▶ [Problem statement]: Render the lines of the items below as a single numbered list, omitting any blank lines.
········
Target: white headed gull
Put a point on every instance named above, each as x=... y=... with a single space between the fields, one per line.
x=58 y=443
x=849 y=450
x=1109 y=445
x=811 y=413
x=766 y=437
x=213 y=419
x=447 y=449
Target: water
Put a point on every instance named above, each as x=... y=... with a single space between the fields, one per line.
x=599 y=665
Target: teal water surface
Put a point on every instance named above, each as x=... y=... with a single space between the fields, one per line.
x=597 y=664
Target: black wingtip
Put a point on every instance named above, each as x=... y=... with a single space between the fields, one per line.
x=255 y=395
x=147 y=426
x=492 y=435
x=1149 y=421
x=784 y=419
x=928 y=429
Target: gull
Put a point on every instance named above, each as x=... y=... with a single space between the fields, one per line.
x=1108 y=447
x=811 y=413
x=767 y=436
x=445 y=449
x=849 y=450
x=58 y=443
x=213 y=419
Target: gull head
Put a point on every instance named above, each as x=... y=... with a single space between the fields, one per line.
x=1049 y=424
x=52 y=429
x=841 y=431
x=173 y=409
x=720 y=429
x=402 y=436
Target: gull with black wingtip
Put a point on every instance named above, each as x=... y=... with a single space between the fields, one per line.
········
▶ [Exercise response]:
1. Target: white headed gull
2. Put a point on every instance named above, each as x=... y=... with a single space between the fields, one per line.
3. x=58 y=443
4. x=849 y=450
5. x=1109 y=445
6. x=811 y=413
7. x=766 y=437
8. x=213 y=419
9. x=447 y=449
10. Target: water
11. Put a point on every instance named above, each as x=... y=... with a single space between the fields, one per line.
12. x=599 y=665
13. Target: teal water surface
14. Put a point on every instance named above, each as x=... y=... with a single space between the fields, one per line.
15. x=597 y=664
16. Target: black wingtip
17. Put a point on every instance named above, each as x=... y=... with a single space between the fields, one per line.
18. x=255 y=395
19. x=147 y=426
20. x=492 y=435
21. x=1149 y=421
22. x=784 y=419
23. x=928 y=429
24. Target: gull
25. Put a point on every instance named above, each as x=... y=... with a single space between the fields, one per line.
26. x=1108 y=447
27. x=811 y=413
28. x=767 y=436
29. x=445 y=449
30. x=849 y=450
31. x=58 y=443
32. x=213 y=419
33. Target: gull head
34. Put a point on every instance named above, each as x=... y=... with a single space between the fields, one per line.
35. x=1049 y=424
36. x=52 y=429
37. x=841 y=431
38. x=173 y=409
39. x=720 y=429
40. x=402 y=436
41. Target: gull with black wingtip
42. Put a point on every instance named above, each as x=... y=... with a single space between the fields, one per line.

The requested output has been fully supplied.